The problem :: These entries are to be retyped in full, word for word.

(Data excerpts Opens)

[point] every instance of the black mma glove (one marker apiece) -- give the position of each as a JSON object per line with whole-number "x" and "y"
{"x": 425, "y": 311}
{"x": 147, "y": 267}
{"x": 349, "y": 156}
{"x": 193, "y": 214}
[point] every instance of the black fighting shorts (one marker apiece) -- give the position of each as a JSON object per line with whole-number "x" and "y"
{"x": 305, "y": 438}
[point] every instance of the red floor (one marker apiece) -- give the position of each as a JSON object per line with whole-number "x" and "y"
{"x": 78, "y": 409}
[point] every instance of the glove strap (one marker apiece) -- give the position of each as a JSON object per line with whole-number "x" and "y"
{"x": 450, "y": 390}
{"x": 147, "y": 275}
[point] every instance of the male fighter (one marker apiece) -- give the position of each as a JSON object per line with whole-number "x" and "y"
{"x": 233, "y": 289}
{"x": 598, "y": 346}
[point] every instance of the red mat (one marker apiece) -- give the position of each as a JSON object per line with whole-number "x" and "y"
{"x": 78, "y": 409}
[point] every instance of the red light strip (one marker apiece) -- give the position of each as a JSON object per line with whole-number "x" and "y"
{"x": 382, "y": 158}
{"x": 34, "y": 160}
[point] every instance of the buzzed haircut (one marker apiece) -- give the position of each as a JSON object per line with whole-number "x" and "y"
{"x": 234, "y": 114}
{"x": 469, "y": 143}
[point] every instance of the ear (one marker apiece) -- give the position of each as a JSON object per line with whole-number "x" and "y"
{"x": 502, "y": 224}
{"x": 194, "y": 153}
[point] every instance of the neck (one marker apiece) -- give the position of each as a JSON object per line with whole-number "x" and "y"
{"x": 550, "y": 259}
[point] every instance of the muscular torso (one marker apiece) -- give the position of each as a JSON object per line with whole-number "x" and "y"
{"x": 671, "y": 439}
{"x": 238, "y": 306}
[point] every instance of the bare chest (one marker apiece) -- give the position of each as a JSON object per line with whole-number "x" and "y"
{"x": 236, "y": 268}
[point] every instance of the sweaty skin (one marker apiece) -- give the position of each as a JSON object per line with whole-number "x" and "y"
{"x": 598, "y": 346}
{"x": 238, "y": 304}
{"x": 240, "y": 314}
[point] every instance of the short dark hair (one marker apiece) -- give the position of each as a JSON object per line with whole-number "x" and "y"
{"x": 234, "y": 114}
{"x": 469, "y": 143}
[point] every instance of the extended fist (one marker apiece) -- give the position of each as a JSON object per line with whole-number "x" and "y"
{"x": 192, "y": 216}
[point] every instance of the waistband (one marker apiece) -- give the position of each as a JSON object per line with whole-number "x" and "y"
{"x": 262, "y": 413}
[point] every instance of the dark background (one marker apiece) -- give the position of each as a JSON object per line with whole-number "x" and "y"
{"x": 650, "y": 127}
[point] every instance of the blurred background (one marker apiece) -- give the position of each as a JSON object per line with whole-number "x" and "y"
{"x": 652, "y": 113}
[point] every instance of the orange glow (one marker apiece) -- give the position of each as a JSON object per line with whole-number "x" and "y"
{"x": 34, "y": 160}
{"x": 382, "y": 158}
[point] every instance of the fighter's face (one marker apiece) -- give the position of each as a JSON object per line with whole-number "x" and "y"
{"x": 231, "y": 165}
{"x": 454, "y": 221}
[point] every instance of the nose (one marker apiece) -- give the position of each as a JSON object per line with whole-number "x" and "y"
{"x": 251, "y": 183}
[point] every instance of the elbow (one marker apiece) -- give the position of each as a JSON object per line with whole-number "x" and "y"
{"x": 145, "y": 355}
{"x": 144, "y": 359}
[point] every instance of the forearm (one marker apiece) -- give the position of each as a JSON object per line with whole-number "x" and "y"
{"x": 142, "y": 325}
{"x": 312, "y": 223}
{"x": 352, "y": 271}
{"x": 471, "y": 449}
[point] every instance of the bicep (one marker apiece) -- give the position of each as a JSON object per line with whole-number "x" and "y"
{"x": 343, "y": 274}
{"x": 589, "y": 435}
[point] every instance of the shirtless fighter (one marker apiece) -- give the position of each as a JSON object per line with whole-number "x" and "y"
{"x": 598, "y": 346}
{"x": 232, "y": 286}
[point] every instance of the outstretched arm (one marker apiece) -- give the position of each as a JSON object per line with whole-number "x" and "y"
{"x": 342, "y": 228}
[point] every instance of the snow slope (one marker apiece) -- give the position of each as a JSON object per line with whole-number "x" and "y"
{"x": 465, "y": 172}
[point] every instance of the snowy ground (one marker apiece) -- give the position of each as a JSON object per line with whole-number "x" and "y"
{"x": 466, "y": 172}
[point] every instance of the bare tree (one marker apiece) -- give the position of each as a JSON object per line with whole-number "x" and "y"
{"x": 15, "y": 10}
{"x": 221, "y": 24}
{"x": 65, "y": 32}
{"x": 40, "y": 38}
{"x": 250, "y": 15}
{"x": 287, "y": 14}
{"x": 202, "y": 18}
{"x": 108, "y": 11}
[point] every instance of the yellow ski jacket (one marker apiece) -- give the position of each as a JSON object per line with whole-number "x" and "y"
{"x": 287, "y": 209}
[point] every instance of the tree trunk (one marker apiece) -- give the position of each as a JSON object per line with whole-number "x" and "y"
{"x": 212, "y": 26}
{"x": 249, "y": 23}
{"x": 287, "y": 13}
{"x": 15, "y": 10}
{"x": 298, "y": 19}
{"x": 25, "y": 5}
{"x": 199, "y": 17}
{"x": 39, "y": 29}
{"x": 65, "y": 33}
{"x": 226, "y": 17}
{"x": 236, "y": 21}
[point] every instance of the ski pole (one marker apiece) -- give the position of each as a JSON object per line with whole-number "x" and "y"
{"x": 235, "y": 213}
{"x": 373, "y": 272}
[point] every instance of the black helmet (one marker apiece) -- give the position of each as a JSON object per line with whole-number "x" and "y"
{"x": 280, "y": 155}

(Data excerpts Closes)

Exercise answer ::
[point] every instance of the black mma glove (one marker apiece) -- give the position of each as a JSON object per line with whole-number "x" and "y"
{"x": 425, "y": 311}
{"x": 147, "y": 267}
{"x": 349, "y": 156}
{"x": 193, "y": 214}
[point] every instance of the black fighting shorts (one marker apiece) -- give the position of each as a JSON object per line with whole-number "x" and "y"
{"x": 305, "y": 438}
[point] every instance of the red floor (one marker apiece) -- give the position of each as a JSON object per line with whole-number "x" and "y"
{"x": 78, "y": 409}
[point] every instance of the glove strap (one marker apiece) -- give the position of each as a JSON object per line with whole-number "x" and "y"
{"x": 450, "y": 390}
{"x": 147, "y": 275}
[point] every instance of the male fighter (one marker apiece) -- give the position of each as a JSON object per line with whole-number "x" and "y"
{"x": 233, "y": 289}
{"x": 598, "y": 346}
[point] every instance of the red mat (one marker apiece) -- give the position of each as a JSON object per line with whole-number "x" and "y"
{"x": 78, "y": 409}
[point] every instance of the red light strip (one marker apiece) -- give the position of each as a JSON object per line with whole-number "x" and "y"
{"x": 382, "y": 158}
{"x": 34, "y": 160}
[point] every instance of the buzzed haircut (one marker apiece) -- give the position of each as a JSON object per line with whole-number "x" and "y"
{"x": 234, "y": 114}
{"x": 469, "y": 143}
[point] every instance of the ear (one marker apiece) -- give the position of each as a JSON object per line with whole-number "x" and "y"
{"x": 502, "y": 224}
{"x": 194, "y": 153}
[point] every instance of the neck (one marker apiece) -- give the position of each as a JSON object per line with whole-number "x" and "y"
{"x": 550, "y": 259}
[point] every instance of the muscular torso (one marker apiece) -- give the position of each as a JSON object per line with whole-number "x" and "y"
{"x": 671, "y": 439}
{"x": 238, "y": 306}
[point] every instance of the bare chest (one marker apiece) -- give the position of each as a JSON object per line with whole-number "x" and "y"
{"x": 236, "y": 268}
[point] every instance of the sweaty skin (one marker apiece) -- give the position of each as a JSON object per line with whole-number "x" and "y"
{"x": 598, "y": 346}
{"x": 238, "y": 304}
{"x": 240, "y": 314}
[point] every instance of the short dark hair (one marker apiece) -- give the position of each as a JSON object per line with whole-number "x" and "y"
{"x": 234, "y": 114}
{"x": 469, "y": 143}
[point] every instance of the extended fist (one marker apiece) -- give the position of each as a JSON object per line with whole-number "x" and "y"
{"x": 192, "y": 216}
[point] every instance of the waistband (one marker apiece) -- give the position of each as a JSON object per line with whole-number "x" and "y"
{"x": 262, "y": 413}
[point] every instance of the dark background (one marker apiece) -- give the position of each as a JSON object per line with whole-number "x" and "y"
{"x": 650, "y": 127}
[point] every instance of the blurred background (one marker apiece) -- give the position of each as a JSON object per line with whole-number "x" and "y"
{"x": 652, "y": 113}
[point] every instance of the orange glow (one marker apiece) -- give the position of each as a JSON object per line with whole-number "x" and "y"
{"x": 34, "y": 160}
{"x": 382, "y": 158}
[point] every instance of the fighter's face (one marker apiece) -- give the position of each as a JSON object per line with whole-number "x" and "y"
{"x": 231, "y": 165}
{"x": 454, "y": 221}
[point] every instance of the nose (one marker apiece) -- give the position of each as a JSON object per line with whole-number "x" and "y"
{"x": 251, "y": 183}
[point] every instance of the elbow (one marker apiece) -- give the position of each as a JSON object per line with whole-number "x" and "y"
{"x": 145, "y": 355}
{"x": 144, "y": 359}
[point] every instance of the forearm (one marker apiece) -- give the position of each as a JSON object per line with whole-number "x" and "y"
{"x": 142, "y": 325}
{"x": 312, "y": 223}
{"x": 352, "y": 271}
{"x": 471, "y": 449}
[point] every instance of the bicep (one marker apiece) -- give the position of each as a JSON object per line with whole-number "x" and "y"
{"x": 343, "y": 274}
{"x": 589, "y": 435}
[point] every instance of the shirtless fighter (one marker apiece) -- give the position of each as a JSON object per line with whole-number "x" and "y"
{"x": 598, "y": 346}
{"x": 232, "y": 286}
[point] every instance of the outstretched arm (one marker apiece) -- give the position of each as a JSON object per line with whole-number "x" and "y"
{"x": 342, "y": 228}
[point] every instance of the snow slope (one marker apiece) -- give the position of each as a JSON object per line with whole-number "x" and "y"
{"x": 465, "y": 172}
[point] every instance of the snowy ground (one marker apiece) -- give the position of each as a JSON object per line with whole-number "x" and "y"
{"x": 466, "y": 172}
[point] every instance of the bare tree (one marker apiece) -- give the position of each as a JSON object per line with whole-number "x" and "y"
{"x": 15, "y": 10}
{"x": 221, "y": 24}
{"x": 65, "y": 32}
{"x": 40, "y": 38}
{"x": 250, "y": 15}
{"x": 287, "y": 14}
{"x": 202, "y": 18}
{"x": 108, "y": 11}
[point] every instance of the yellow ski jacket (one marker apiece) -- give the position of each as a JSON object per line with whole-number "x" and "y"
{"x": 287, "y": 209}
[point] every instance of the tree trunk (one marker apiece) -- give the position of each as a JSON object per line with whole-number "x" and "y"
{"x": 212, "y": 26}
{"x": 249, "y": 23}
{"x": 287, "y": 13}
{"x": 15, "y": 10}
{"x": 298, "y": 19}
{"x": 25, "y": 5}
{"x": 199, "y": 17}
{"x": 39, "y": 29}
{"x": 65, "y": 33}
{"x": 226, "y": 17}
{"x": 236, "y": 21}
[point] every instance of the ski pole (one marker apiece) -- give the position of each as a JSON object per line with whole-number "x" and "y"
{"x": 235, "y": 213}
{"x": 373, "y": 272}
[point] every instance of the black helmet (one marker apiece) -- give the position of each as a JSON object per line with whole-number "x" and "y"
{"x": 280, "y": 155}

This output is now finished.